[[ The input open ]]

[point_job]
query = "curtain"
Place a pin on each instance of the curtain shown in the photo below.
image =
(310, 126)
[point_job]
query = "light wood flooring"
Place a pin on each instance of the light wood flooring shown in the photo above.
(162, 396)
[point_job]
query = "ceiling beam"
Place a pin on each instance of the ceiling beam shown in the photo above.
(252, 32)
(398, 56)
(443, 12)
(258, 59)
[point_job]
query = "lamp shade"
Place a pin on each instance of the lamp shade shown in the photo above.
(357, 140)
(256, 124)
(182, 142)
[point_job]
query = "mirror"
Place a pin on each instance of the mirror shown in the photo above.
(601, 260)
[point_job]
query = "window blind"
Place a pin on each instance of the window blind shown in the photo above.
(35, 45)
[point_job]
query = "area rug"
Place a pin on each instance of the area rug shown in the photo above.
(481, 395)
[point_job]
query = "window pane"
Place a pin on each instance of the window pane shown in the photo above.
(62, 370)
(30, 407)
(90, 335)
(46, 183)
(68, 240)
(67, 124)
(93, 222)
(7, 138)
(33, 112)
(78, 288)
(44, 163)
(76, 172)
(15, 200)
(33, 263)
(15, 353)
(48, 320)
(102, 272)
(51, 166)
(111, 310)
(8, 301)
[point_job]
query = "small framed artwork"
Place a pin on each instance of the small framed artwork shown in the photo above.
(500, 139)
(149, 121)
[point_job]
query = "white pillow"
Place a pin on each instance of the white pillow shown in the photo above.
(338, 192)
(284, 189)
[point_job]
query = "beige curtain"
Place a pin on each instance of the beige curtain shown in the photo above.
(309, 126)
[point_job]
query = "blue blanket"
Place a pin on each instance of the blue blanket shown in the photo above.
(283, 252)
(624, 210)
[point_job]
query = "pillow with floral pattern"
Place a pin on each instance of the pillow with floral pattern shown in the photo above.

[[ The input closed ]]

§ Your goal:
Return the material exactly. Leave out no line.

§ Exercise solution:
[point_job]
query = "curtain"
Place a pin on each instance of the curtain shown in the photo below.
image =
(310, 126)
[point_job]
query = "light wood flooring"
Place a pin on each instance of the light wood flooring shown in the photo above.
(162, 396)
[point_job]
query = "ceiling beam"
Place a pin on each instance of the ceiling beam shown in the photo above.
(252, 32)
(398, 56)
(443, 12)
(258, 59)
[point_job]
query = "lamp shade"
Place a pin on each instance of the lamp shade shown in the photo above.
(357, 140)
(256, 124)
(182, 142)
[point_job]
query = "mirror"
Place a pin on each instance of the mirror shown in the photo above.
(601, 260)
[point_job]
query = "window blind"
Place a pin on each instance of the window blind shown in the photo above.
(35, 45)
[point_job]
query = "area rug"
Place a pin on each instance of the area rug shown in the photo above.
(481, 395)
[point_job]
query = "window pane"
Place a pin on each instance of the window pane shown in the photo above.
(62, 370)
(30, 407)
(90, 335)
(46, 183)
(68, 240)
(67, 124)
(93, 222)
(7, 138)
(33, 112)
(78, 288)
(44, 163)
(76, 172)
(15, 200)
(33, 263)
(15, 353)
(48, 320)
(102, 272)
(51, 166)
(111, 310)
(8, 301)
[point_job]
query = "small framed artwork"
Place a pin on each instance of the small framed artwork shown in the photo above.
(500, 139)
(149, 121)
[point_job]
query = "white pillow"
Place a pin on each instance of the white pillow shown in the photo above.
(338, 192)
(284, 189)
[point_job]
query = "beige curtain"
Place a pin on each instance of the beige curtain shown in the photo above.
(309, 126)
[point_job]
query = "blue blanket"
Place a pin on each instance of the blue blanket shown in the photo above.
(283, 252)
(624, 210)
[point_job]
query = "pillow with floral pattern"
Place a pin on each instance of the pillow with floral pattern shown in the photo above.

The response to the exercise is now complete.